Source records.
· · · ·
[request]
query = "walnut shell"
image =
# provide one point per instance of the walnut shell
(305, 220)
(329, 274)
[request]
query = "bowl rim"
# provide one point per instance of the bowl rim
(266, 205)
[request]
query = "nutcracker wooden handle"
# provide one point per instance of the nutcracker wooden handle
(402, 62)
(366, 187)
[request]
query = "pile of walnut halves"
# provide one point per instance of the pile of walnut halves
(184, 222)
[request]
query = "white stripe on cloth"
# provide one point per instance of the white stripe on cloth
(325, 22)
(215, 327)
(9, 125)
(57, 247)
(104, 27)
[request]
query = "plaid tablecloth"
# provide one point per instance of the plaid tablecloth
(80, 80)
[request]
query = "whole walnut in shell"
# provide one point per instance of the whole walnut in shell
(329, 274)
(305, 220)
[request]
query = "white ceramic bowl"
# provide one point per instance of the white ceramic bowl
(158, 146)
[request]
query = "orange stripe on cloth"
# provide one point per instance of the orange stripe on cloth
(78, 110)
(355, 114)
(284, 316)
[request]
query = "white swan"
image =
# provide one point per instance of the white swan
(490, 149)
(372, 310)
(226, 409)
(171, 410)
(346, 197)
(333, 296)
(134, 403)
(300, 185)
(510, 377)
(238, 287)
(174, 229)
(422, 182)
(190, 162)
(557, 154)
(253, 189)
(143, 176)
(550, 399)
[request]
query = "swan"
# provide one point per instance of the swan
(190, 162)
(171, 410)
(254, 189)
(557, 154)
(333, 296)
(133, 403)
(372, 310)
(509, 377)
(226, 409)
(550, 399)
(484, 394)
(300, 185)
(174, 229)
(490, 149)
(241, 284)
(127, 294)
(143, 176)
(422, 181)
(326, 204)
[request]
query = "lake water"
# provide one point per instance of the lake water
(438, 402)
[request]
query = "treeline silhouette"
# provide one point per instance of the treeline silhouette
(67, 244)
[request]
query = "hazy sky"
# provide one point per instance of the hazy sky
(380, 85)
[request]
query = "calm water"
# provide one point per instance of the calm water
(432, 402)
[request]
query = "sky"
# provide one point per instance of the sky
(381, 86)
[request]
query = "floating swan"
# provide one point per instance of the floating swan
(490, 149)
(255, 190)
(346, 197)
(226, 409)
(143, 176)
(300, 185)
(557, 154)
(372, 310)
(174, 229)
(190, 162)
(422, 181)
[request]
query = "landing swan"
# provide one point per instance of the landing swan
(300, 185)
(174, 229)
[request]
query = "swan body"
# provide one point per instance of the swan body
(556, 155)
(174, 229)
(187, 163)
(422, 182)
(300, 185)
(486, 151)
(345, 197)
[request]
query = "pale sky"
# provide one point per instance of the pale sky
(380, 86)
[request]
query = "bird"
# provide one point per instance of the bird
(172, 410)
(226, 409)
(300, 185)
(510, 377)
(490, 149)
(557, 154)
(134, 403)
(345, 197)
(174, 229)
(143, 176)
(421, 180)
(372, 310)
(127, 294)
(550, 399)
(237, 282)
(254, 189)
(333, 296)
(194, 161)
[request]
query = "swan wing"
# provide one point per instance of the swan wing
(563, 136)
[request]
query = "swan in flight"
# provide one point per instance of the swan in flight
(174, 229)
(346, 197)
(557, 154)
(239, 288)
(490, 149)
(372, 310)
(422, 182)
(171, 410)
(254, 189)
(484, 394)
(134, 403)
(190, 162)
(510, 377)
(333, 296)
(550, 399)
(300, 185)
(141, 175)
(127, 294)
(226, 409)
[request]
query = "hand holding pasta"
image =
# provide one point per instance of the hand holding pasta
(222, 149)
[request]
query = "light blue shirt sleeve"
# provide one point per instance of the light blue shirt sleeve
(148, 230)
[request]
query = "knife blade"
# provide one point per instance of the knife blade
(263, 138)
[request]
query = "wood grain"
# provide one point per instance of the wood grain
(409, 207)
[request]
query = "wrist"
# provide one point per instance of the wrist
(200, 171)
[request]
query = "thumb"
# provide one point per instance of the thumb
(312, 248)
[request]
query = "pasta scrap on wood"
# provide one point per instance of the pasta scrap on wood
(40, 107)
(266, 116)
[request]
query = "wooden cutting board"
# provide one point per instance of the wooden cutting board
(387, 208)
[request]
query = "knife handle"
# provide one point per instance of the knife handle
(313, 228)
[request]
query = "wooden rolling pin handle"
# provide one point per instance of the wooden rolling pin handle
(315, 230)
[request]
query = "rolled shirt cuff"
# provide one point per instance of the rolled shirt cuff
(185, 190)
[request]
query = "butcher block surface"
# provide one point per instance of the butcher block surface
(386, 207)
· · · ·
Task to carry out.
The full set of records must be transcribed character for character.

Worked solution.
[request]
query = "walnut shell"
image =
# provide one point per instance of the walnut shell
(305, 220)
(329, 274)
[request]
query = "bowl rim"
# provide one point per instance of the bowl rim
(266, 205)
[request]
query = "nutcracker wooden handle"
# provide one point per instance of the nutcracker wooden handle
(402, 62)
(366, 187)
[request]
query = "pile of walnut halves"
# provide one point per instance of the pile of walnut halves
(184, 222)
[request]
query = "white stripe on cloth"
# provide one point per instance of the white stripe on cloth
(325, 22)
(215, 327)
(9, 125)
(57, 247)
(104, 27)
[request]
query = "plaid tablecloth"
# provide one point per instance of the plaid tablecloth
(80, 80)
[request]
query = "whole walnut in shell"
# provide one point per instance of the whole walnut in shell
(329, 274)
(305, 220)
[request]
query = "white ceramic bowl"
# provide one point per instance of the white ceramic bowl
(158, 146)
[request]
query = "orange stripe on cloth"
# provide one point per instance of the orange stripe on cloth
(78, 110)
(355, 114)
(284, 316)
[request]
query = "white swan"
image =
# provide one point per instance of the white swan
(490, 149)
(372, 310)
(226, 409)
(171, 410)
(346, 197)
(333, 296)
(134, 403)
(300, 185)
(510, 377)
(238, 287)
(174, 229)
(422, 182)
(190, 162)
(557, 154)
(253, 189)
(143, 176)
(550, 399)
[request]
query = "swan"
# provide one point per instance of the swan
(190, 162)
(171, 410)
(254, 189)
(557, 154)
(333, 296)
(133, 403)
(372, 310)
(509, 377)
(226, 409)
(550, 399)
(484, 394)
(300, 185)
(174, 229)
(490, 149)
(241, 284)
(127, 294)
(143, 176)
(422, 181)
(326, 204)
[request]
query = "lake water"
# provide one point per instance of the lake water
(438, 402)
[request]
query = "treeline silhouette"
# provide one point per instance of the treeline silhouette
(67, 244)
[request]
query = "hazy sky"
# provide one point per instance of the hazy sky
(380, 85)
[request]
query = "calm water"
# provide one point per instance of the calm water
(432, 402)
[request]
query = "sky"
# provide one point per instance of the sky
(381, 86)
[request]
query = "floating swan"
# provide one point per instance of the floating swan
(490, 149)
(255, 190)
(346, 197)
(226, 409)
(143, 176)
(300, 185)
(557, 154)
(372, 310)
(174, 229)
(190, 162)
(422, 181)
[request]
query = "landing swan"
# provide one point per instance of the landing swan
(300, 185)
(174, 229)
[request]
query = "swan body"
# provide one point per instance of the swan body
(556, 155)
(174, 229)
(187, 163)
(422, 182)
(300, 185)
(486, 151)
(345, 197)
[request]
query = "pale sky"
# provide one point per instance of the pale sky
(380, 86)
[request]
query = "bird"
# provide one point per instance of the bird
(172, 410)
(226, 409)
(300, 185)
(510, 377)
(490, 149)
(557, 154)
(134, 403)
(345, 197)
(174, 229)
(143, 176)
(421, 180)
(372, 310)
(127, 294)
(550, 399)
(237, 282)
(254, 189)
(333, 296)
(194, 161)
[request]
query = "swan wing"
# provide one point per instance of the swan wing
(563, 136)
[request]
query = "swan in flight"
# provide one point per instance of the swan in flight
(174, 229)
(346, 197)
(557, 154)
(239, 288)
(490, 149)
(372, 310)
(422, 182)
(171, 410)
(254, 189)
(484, 394)
(134, 403)
(190, 162)
(510, 377)
(333, 296)
(550, 399)
(300, 185)
(141, 175)
(127, 294)
(226, 409)
[request]
query = "hand holding pasta"
image =
# provide one point per instance of the hand holding pasta
(222, 149)
[request]
query = "light blue shirt sleeve"
# provide one point per instance of the light blue shirt sleeve
(148, 230)
[request]
query = "knife blade"
# provide one point per instance of the knife blade
(263, 138)
[request]
query = "wood grain"
# provide one point per instance of the wood grain
(409, 207)
[request]
query = "wrist"
# provide one point per instance of the wrist
(200, 171)
[request]
query = "thumb"
# provide one point per instance of the thumb
(312, 248)
[request]
query = "pasta scrap on wood"
# provide one point per instance of the pasta scrap on wood
(40, 107)
(266, 116)
[request]
query = "wooden cutting board"
# provide one point per instance of the wooden cutting board
(387, 208)
[request]
query = "knife handle"
# provide one point per instance of the knife handle
(313, 228)
[request]
query = "wooden rolling pin handle"
# provide one point per instance of the wooden rolling pin handle
(315, 230)
[request]
query = "rolled shirt cuff"
# provide one point per instance of the rolled shirt cuff
(185, 190)
[request]
query = "butcher block surface"
# provide one point per instance of the butcher block surface
(386, 207)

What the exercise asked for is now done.